• PAGE EXCERPT:
###

Now that we have set up the boundary conditions, we can actually solve for a solution. Before we do that, let's take a minute to think about what is the post-processing that we are interested in. We are interested in the deflection and bending stress on the beam. We would also like to look at the force and moment reaction at our support A and B. Let's set up those post-processing parameters before we click solve button.

Outline > Solution (A6) > Insert > Total Deformation

Next let's insert beam tool that will enable us to look at the stresses on the beam.

Outline > Solution (A6) > Insert > Beam Tool > Beam Tool

We would also like to look at the Force Reaction at point A and B.

Outline > Solution (A6) > Insert > Probe > Force Reaction

Select Remote Displacement (which is point A) next to Boundary Condition under Details of "Force Reaction".

###

• GIVEN PROBLEM 1: According to the beam post-processing tutorial, what two results on the beam are of interest?
• GIVEN PROBLEM 2: Copy, word for word, the portion of the beam post-processing tutorial between "Now that we" and "point A and B.", inclusive.
• GIVEN PROBLEM 3: Proceed with the beam post-processing tutorial, picking up after its final sentence.

• INFORMATION PROVIDED:
###

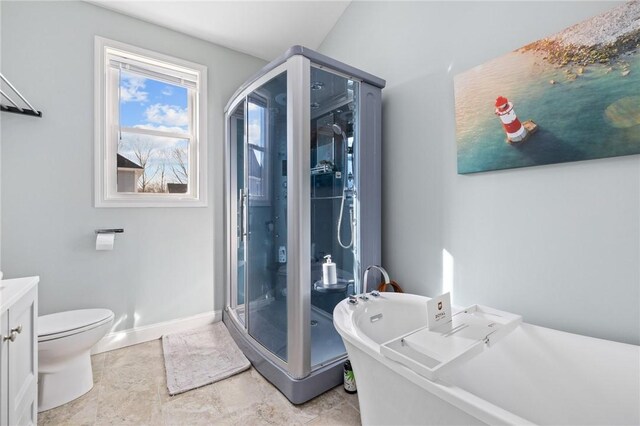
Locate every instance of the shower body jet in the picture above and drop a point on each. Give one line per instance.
(347, 190)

###

• TASK ANSWER 1: The deflection and the bending stress on the beam.

• TASK ANSWER 2:
Now that we have set up the boundary conditions, we can actually solve for a solution. Before we do that, let's take a minute to think about what is the post-processing that we are interested in. We are interested in the deflection and bending stress on the beam. We would also like to look at the force and moment reaction at our support A and B. Let's set up those post-processing parameters before we click solve button.

Outline > Solution (A6) > Insert > Total Deformation

Next let's insert beam tool that will enable us to look at the stresses on the beam.

Outline > Solution (A6) > Insert > Beam Tool > Beam Tool

We would also like to look at the Force Reaction at point A and B.

• TASK ANSWER 3:
Do the same step for Remote Displacement 2 (point B).
Next we will like to check and see that the moment at point A and B is zero.
Outline > Solution (A6) > Insert > Probe > Moment Reaction
Select Remote Displacement (which is point A) next to Boundary Condition under Details of "Moment Reaction".

Do the same step for Remote Displacement 2 (point B).
We are done setting up all the results. Click Solve at the top menu to obtain a solution. Wait for a minute for the solution.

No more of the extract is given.